(Point annotations for photos)
— Begin —

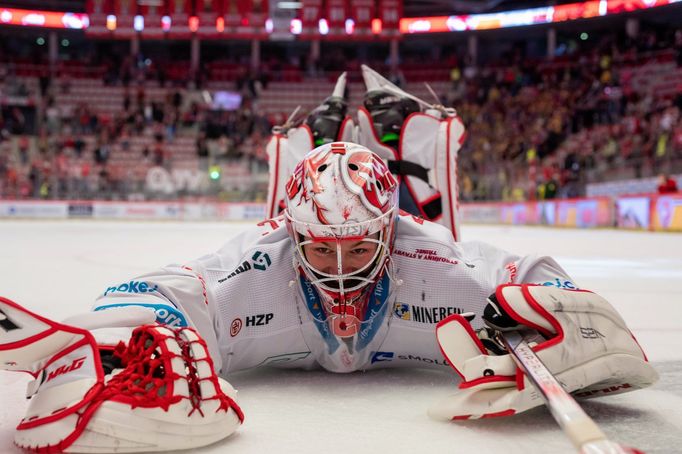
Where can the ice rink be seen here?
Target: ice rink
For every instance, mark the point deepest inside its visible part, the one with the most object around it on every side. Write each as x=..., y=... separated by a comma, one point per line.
x=57, y=268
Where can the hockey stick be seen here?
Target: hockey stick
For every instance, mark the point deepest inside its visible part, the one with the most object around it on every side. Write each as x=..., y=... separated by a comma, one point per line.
x=583, y=432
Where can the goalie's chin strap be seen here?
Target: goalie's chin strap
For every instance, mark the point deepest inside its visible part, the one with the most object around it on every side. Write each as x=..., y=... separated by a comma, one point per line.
x=434, y=207
x=377, y=295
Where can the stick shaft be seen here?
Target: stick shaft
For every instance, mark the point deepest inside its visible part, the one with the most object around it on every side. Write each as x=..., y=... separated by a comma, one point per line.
x=570, y=416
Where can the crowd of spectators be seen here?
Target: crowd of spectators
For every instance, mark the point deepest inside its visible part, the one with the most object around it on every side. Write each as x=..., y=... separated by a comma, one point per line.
x=539, y=130
x=536, y=130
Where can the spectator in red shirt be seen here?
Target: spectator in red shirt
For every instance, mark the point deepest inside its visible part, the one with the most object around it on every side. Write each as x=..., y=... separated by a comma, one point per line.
x=667, y=185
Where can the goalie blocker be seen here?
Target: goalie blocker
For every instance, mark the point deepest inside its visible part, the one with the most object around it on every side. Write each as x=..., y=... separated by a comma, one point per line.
x=582, y=340
x=167, y=395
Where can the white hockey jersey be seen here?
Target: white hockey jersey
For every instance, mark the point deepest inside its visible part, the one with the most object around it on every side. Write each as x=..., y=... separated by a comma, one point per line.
x=253, y=308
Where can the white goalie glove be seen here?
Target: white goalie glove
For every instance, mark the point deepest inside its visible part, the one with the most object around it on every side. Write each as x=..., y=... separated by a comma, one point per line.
x=581, y=339
x=166, y=396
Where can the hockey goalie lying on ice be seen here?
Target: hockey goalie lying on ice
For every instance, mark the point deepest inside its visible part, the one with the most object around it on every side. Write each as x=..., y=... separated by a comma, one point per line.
x=417, y=140
x=342, y=276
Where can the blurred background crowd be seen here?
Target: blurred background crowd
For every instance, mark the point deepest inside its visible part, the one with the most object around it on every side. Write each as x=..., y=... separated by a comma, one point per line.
x=606, y=106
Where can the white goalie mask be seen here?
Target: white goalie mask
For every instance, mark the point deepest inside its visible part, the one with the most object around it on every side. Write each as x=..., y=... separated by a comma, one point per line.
x=341, y=206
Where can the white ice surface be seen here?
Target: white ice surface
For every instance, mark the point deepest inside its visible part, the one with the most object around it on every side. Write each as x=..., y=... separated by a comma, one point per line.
x=56, y=268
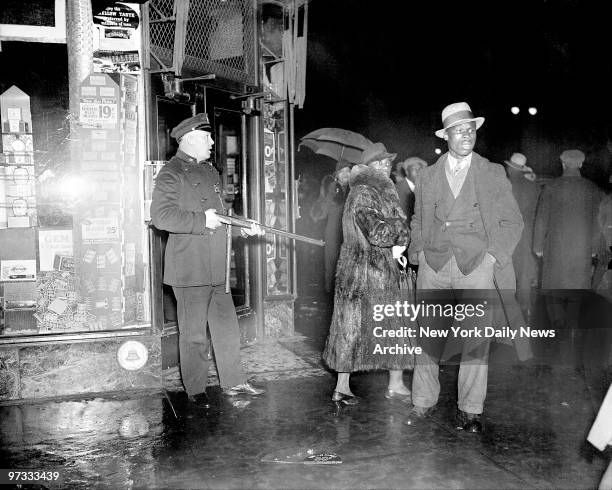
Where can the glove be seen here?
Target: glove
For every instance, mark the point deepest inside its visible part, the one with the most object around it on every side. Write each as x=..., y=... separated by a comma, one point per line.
x=397, y=251
x=212, y=220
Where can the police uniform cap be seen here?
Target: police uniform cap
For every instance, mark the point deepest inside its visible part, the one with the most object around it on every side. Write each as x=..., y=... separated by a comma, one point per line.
x=199, y=121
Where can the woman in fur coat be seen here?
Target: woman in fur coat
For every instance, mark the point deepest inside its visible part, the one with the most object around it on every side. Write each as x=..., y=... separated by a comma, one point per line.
x=375, y=234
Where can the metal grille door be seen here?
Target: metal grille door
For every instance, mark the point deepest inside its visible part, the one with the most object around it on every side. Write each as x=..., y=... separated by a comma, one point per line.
x=218, y=37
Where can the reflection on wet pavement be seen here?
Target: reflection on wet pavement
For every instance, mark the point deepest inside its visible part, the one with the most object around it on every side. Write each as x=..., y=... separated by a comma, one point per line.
x=535, y=432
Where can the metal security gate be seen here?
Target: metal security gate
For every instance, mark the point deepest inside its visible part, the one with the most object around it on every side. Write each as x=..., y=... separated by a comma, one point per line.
x=205, y=36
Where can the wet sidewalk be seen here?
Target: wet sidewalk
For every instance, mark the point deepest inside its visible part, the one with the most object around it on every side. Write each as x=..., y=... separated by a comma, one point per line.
x=536, y=424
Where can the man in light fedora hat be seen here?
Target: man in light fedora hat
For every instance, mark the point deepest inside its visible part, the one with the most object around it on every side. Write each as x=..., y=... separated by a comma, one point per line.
x=465, y=226
x=407, y=172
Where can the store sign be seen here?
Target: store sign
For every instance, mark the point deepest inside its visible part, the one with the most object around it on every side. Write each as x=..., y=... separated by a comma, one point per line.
x=53, y=243
x=100, y=229
x=116, y=39
x=99, y=114
x=99, y=103
x=18, y=270
x=118, y=15
x=132, y=355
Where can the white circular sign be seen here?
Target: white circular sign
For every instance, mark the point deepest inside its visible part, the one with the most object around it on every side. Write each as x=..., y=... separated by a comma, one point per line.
x=132, y=355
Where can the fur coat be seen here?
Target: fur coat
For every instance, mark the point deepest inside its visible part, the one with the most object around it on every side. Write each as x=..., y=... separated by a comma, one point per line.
x=367, y=274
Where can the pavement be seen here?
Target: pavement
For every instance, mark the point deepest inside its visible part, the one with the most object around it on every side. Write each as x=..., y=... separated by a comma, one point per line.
x=294, y=437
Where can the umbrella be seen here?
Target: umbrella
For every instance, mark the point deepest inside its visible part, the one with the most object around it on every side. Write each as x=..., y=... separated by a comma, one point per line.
x=336, y=143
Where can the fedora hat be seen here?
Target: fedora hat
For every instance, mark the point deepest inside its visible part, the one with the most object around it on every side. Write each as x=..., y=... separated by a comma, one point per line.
x=518, y=161
x=455, y=114
x=412, y=162
x=572, y=158
x=374, y=152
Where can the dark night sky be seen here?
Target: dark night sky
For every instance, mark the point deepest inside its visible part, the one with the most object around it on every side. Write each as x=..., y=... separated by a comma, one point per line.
x=387, y=68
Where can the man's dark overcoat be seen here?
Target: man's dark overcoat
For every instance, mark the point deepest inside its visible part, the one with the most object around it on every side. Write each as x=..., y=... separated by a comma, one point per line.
x=184, y=189
x=567, y=232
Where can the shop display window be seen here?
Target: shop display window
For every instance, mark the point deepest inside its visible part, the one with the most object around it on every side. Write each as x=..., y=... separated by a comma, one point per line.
x=71, y=224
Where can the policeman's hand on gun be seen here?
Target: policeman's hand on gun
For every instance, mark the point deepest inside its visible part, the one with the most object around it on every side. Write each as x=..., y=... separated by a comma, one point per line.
x=213, y=222
x=397, y=251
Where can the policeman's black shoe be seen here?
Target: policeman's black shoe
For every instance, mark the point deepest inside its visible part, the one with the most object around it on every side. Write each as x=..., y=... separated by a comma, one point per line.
x=342, y=398
x=417, y=415
x=200, y=400
x=469, y=422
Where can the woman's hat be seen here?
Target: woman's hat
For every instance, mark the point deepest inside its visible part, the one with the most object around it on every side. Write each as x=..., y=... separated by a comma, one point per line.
x=374, y=152
x=518, y=161
x=455, y=114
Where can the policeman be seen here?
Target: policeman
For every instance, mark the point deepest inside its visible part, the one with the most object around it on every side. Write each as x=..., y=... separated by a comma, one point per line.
x=186, y=200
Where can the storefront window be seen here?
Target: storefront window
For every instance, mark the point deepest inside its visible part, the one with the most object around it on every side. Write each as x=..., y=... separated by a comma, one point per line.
x=275, y=182
x=71, y=226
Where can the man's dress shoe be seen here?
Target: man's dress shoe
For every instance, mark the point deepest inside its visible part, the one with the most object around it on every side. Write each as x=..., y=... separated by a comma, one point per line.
x=418, y=414
x=200, y=400
x=338, y=398
x=243, y=389
x=469, y=422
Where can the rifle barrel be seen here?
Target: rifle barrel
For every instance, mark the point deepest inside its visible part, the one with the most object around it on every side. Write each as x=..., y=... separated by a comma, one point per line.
x=246, y=223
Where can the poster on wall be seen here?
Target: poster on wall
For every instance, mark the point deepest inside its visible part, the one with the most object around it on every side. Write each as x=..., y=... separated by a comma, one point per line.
x=116, y=37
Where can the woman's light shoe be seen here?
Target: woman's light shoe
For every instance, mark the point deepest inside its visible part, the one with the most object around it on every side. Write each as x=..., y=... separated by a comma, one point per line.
x=394, y=395
x=338, y=397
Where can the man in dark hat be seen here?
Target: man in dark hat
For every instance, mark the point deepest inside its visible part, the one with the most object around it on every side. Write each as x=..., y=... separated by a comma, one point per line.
x=186, y=201
x=465, y=227
x=566, y=238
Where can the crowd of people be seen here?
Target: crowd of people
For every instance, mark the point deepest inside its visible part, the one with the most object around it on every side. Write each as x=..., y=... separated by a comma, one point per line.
x=473, y=230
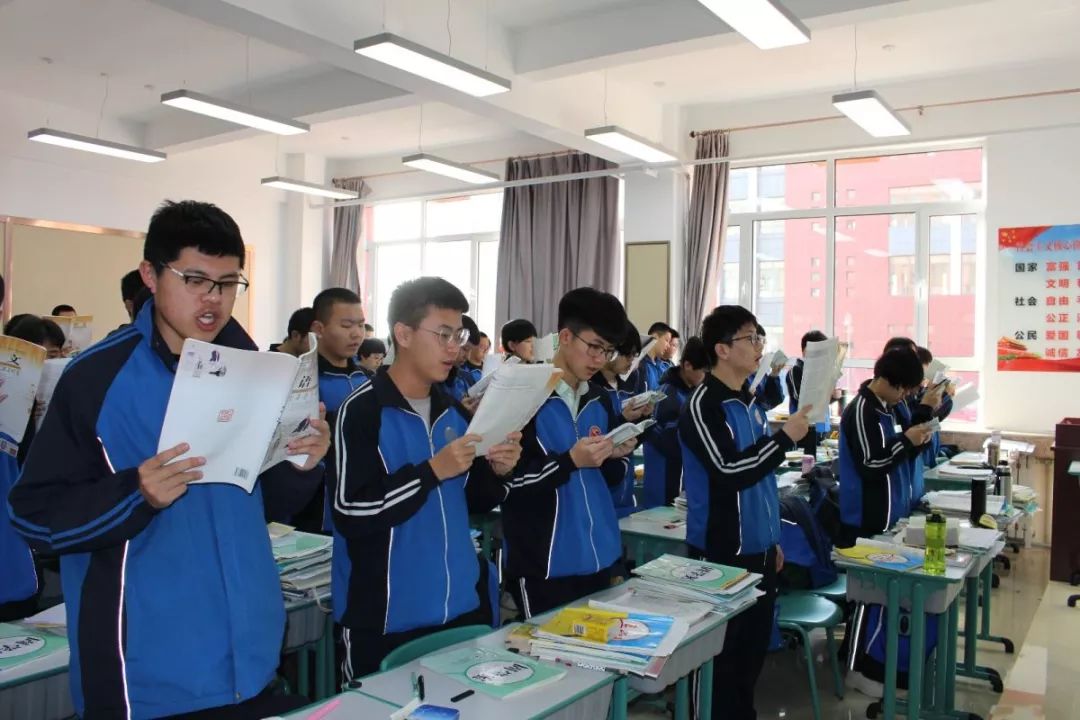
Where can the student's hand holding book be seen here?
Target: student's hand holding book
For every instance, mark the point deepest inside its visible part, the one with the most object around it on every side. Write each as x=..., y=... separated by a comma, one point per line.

— End —

**Your task:** Write out the entries again from the line with "Where can the policeman be seen here?" up to and including the line with "x=566, y=238", swapping "rifle barrel" for "gun barrel" and keeping everything else the same.

**Task result:**
Where can the policeman be seen here?
Target: policeman
For every instance, mark the point deepest inside its visible part, the one with the most object around it on every side. Write each as x=..., y=... separated by a comma, one point per line.
x=186, y=200
Where can the storefront window be seen here?
Target: storefront window
For every instance, mark the point deepest inside its visible part, the one with the most object around it on every side. Write each as x=..., y=... separated by a comma, one point per line.
x=275, y=182
x=71, y=226
Where can the man's dress shoe be seen here?
Target: man's dress shoe
For every instance, mark the point deepest inside its visible part, the one with the most object around it on every side. Write each as x=..., y=... separated by a comma, one point per line.
x=418, y=414
x=200, y=400
x=338, y=398
x=243, y=389
x=469, y=422
Where can the gun barrel be seen here?
Target: gun barrel
For every instance, mark the point deepest inside its visible part, the one with the most object around it on every side. Write each as x=..., y=... separated by a comma, one point per line.
x=246, y=223
Where can the poster on wall be seen here?
Target: poster on wall
For every instance, mark the point deepest inside its visible part, the one with the most object around it on every side. Write each as x=..., y=... separated by a comma, one point per line.
x=116, y=37
Where can the woman's light shoe be seen here?
Target: woman's light shoe
For every instance, mark the point deepest inside its visible part, the one with the most object around it on every side. Write each as x=..., y=... separated by a comma, one point per line.
x=394, y=395
x=338, y=397
Where can the man in dark hat be seen here?
Target: man in dark hat
For every instance, mark the point deepest inside its visible part, the one with the most object around it on every side. Write each as x=..., y=... separated by a comma, one point per line.
x=186, y=201
x=465, y=227
x=566, y=238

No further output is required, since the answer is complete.